### [Problem to work on]
Please repeat each line of the data exactly, with nothing left out.

*** Opening Excerpted data ***

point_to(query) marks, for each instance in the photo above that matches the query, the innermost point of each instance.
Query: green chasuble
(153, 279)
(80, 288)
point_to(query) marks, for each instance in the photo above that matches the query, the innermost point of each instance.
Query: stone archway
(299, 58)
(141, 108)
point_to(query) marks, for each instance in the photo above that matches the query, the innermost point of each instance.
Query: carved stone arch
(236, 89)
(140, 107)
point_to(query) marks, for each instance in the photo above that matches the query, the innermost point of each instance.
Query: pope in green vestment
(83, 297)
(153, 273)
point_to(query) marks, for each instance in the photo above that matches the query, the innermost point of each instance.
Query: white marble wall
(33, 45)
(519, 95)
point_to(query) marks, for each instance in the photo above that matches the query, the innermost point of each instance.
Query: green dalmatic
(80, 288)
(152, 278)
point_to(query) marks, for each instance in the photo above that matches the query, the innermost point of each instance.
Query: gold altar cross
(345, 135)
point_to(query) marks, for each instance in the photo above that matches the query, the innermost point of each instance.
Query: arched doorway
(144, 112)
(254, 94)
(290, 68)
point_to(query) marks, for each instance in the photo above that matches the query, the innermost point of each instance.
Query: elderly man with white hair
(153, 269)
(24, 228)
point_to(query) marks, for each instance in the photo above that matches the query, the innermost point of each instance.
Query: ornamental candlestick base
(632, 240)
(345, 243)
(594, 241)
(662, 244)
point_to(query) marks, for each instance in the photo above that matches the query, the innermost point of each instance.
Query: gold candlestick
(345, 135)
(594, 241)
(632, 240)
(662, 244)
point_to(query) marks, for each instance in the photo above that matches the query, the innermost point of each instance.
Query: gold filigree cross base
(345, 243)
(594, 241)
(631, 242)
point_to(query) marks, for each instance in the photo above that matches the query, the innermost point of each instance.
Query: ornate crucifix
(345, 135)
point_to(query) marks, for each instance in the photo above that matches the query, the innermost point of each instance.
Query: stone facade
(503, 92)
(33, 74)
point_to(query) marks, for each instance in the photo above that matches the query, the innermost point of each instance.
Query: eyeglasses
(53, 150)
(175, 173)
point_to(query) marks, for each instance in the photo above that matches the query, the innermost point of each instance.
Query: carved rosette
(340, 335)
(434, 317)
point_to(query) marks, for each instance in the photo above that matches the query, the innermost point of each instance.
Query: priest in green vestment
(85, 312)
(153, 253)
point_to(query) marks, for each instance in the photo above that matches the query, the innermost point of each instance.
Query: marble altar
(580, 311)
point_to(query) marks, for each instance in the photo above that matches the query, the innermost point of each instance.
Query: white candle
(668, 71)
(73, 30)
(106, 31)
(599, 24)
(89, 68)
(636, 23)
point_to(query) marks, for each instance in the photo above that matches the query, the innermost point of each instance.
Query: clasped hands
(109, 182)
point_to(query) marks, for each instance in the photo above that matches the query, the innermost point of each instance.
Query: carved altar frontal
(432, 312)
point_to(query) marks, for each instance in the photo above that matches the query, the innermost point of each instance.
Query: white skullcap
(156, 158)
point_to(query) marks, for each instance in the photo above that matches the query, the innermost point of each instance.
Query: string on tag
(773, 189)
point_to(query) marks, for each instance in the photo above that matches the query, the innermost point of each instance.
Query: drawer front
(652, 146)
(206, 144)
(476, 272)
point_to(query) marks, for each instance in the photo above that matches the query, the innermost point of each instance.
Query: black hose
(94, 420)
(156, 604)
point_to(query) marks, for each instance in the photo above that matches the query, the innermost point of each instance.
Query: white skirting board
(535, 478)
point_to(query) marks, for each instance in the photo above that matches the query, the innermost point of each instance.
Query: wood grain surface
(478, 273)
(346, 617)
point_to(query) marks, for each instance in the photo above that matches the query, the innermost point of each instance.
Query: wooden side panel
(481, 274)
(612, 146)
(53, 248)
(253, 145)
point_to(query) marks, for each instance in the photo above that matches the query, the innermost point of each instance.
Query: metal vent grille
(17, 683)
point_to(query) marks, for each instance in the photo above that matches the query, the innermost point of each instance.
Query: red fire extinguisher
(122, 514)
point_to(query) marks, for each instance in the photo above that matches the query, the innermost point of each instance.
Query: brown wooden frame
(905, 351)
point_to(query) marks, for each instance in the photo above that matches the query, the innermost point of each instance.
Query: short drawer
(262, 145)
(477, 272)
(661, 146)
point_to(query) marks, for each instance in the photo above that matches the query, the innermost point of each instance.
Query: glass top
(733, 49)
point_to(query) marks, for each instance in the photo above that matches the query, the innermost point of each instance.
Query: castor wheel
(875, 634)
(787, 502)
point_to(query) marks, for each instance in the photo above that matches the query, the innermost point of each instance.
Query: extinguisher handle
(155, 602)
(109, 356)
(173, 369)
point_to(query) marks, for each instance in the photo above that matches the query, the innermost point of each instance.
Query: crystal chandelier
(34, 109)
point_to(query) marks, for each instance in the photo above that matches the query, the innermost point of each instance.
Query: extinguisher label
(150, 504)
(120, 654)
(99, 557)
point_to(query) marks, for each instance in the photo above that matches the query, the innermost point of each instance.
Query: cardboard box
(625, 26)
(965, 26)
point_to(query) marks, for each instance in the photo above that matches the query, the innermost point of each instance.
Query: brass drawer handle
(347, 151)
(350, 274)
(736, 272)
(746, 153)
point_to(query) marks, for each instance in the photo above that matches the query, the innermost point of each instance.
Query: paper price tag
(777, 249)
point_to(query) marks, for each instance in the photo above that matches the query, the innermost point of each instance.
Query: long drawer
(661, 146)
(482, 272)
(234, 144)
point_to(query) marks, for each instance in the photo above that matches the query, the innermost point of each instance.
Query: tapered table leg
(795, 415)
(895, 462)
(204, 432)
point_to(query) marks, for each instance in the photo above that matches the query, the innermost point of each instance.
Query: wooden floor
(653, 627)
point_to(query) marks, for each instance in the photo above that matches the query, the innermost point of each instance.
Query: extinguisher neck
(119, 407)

*** Closing Excerpted data ***

### [Finished exercise]
point_to(query) marks, for each instance in the photo above that matches the query, the innermost point of each instance.
Query: green chasuble
(153, 279)
(80, 288)
point_to(query) marks, for each instance in the photo above that matches the query, the innermost point of each instance.
Query: stone archway
(299, 58)
(141, 108)
point_to(query) marks, for each instance in the photo above that matches the query, the innermost point of each instance.
Query: carved stone arch
(236, 89)
(140, 107)
point_to(query) marks, for each instance in the photo above that matches the query, the innermost point of each instance.
Query: pope in green vestment
(83, 297)
(153, 273)
point_to(query) marks, for each instance in the photo above that matches the query, the innermost point of each instance.
Query: white marble wall
(33, 45)
(519, 95)
point_to(query) marks, for each instance in the photo above that matches the query, the innermost point of each instance.
Query: green dalmatic
(80, 288)
(152, 278)
point_to(query) marks, for each instance in the photo above that matches the query, the innermost point of each instance.
Query: gold altar cross
(345, 135)
point_to(query) marks, for each instance in the photo above that matches the query, the innermost point of each instance.
Query: arched doorway
(144, 112)
(254, 94)
(290, 68)
point_to(query) marks, for each instance in the photo above that matches the query, the innermost point of each instance.
Query: elderly man with white hair
(153, 269)
(24, 228)
point_to(query) marks, for each instance in the photo above that matches the query, the innermost point of each instance.
Query: ornamental candlestick base
(632, 240)
(345, 243)
(594, 241)
(662, 244)
point_to(query) marks, for each instance in the photo above that matches the query, the innermost point of each instance.
Query: gold candlestick
(345, 135)
(594, 241)
(632, 240)
(662, 244)
point_to(query) marks, for each instance in the photo above that matches the query, the innermost point of each instance.
Query: gold filigree cross base
(345, 243)
(594, 241)
(631, 242)
point_to(query) marks, for each instance in the photo above that matches the query, the innermost point of each instance.
Query: ornate crucifix
(345, 135)
point_to(query) marks, for each instance in the photo above that matches the query, the innermost point of each instance.
Query: stone facade
(503, 92)
(33, 74)
point_to(query) marks, for each instance in the photo above that matches the query, the innermost point of each instance.
Query: eyeglasses
(53, 150)
(175, 173)
point_to(query) marks, for each instance in the photo above that matches the query, the innermost point of each instance.
Query: carved rosette
(340, 335)
(434, 317)
point_to(query) marks, for each instance in the photo above that matches the query, the innermost point of each instance.
Query: priest in green vestment
(85, 312)
(153, 253)
point_to(query) marks, for each instance in the photo above that matches the query, the innermost point of each instance.
Query: marble altar
(580, 311)
point_to(query) marks, for each instance in the photo above that matches the query, the innermost point of each instance.
Query: white candle
(668, 71)
(73, 30)
(106, 31)
(599, 24)
(89, 68)
(636, 23)
point_to(query) marks, for each instance in the photo above that matches the query, the innermost point of each instance.
Query: clasped hands
(109, 182)
point_to(query) marks, for each instance in the photo above that matches the query, the innermost point of each instance.
Query: carved altar frontal
(432, 312)
point_to(query) marks, for each instance in the photo above that matches the query, the innermost point of each instance.
Query: white skullcap
(156, 158)
point_to(query) marks, for each instance in the photo above that matches the query, the innermost point of each instance.
Query: string on tag
(773, 189)
point_to(query) marks, for each instance in the photo above that matches the query, the innermost point of each instance.
Query: drawer front
(652, 146)
(206, 144)
(476, 272)
point_to(query) marks, for each instance in the photo above that matches the query, the innermost point of each instance.
Query: black hose
(94, 420)
(156, 604)
point_to(query) marks, for each instance in the photo above that matches the query, the innermost point of each instance.
Query: white skirting board
(535, 478)
point_to(query) marks, for each instance in the photo above that matches the query, the innermost point of each instance.
Query: wood grain surface
(478, 273)
(346, 617)
point_to(query) marks, for each instance in the photo above that matches the query, the innermost point of each instance.
Query: wooden side panel
(481, 274)
(612, 146)
(53, 248)
(253, 145)
point_to(query) marks, for each instance in the photo above that matches the query, the innermost point of each instance.
Query: metal vent grille
(17, 683)
point_to(query) marks, for each instance in the photo above that matches the query, the innermost point of each instance.
Query: red fire extinguisher
(122, 514)
point_to(query) marks, for each instance in the photo above that matches the query, the innermost point of each instance.
Query: brown wooden frame
(905, 351)
point_to(query) marks, for each instance in the photo above that matches the query, the innermost point of each instance.
Query: short drawer
(262, 145)
(477, 272)
(661, 146)
point_to(query) marks, for each instance in the photo above that matches the query, the innermost point of each instance.
Query: glass top
(733, 49)
point_to(query) marks, for each instance in the photo above that matches the query, the innermost point of each instance.
Query: castor wheel
(875, 634)
(787, 502)
point_to(query) marks, for each instance in the photo above that matches the query, the innermost point of each instance.
Query: extinguisher handle
(155, 602)
(109, 356)
(173, 369)
point_to(query) marks, for each instance in the photo above that matches the query, the innermost point of each instance.
Query: crystal chandelier
(34, 109)
point_to(query) marks, for each instance in the photo above that matches the query, the innermost point of each instance.
Query: extinguisher label
(150, 504)
(120, 654)
(99, 557)
point_to(query) marks, for each instance in the photo above that matches the query, the innermost point of each instance.
Query: cardboard box
(625, 26)
(965, 26)
point_to(query) marks, for each instance in the photo above that matches the query, the innermost point of each instance.
Query: brass drawer handle
(347, 151)
(350, 274)
(736, 272)
(746, 153)
point_to(query) marks, for each instance in the photo above that matches the query, the innermost point of each instance.
Query: paper price tag
(777, 249)
point_to(query) marks, for each instance in the photo above that matches the query, the innermost point of each instance.
Query: long drawer
(661, 146)
(482, 272)
(234, 144)
point_to(query) marks, for each instance in the photo above that matches the query, the innermost point of each instance.
Query: tapered table leg
(795, 415)
(895, 462)
(204, 432)
point_to(query) marks, for each instance in the photo above that matches the query, the innermost point of each instance.
Query: wooden floor
(653, 627)
point_to(query) marks, for each instance in the photo above that matches the query, the innermost point of each instance.
Query: extinguisher neck
(119, 407)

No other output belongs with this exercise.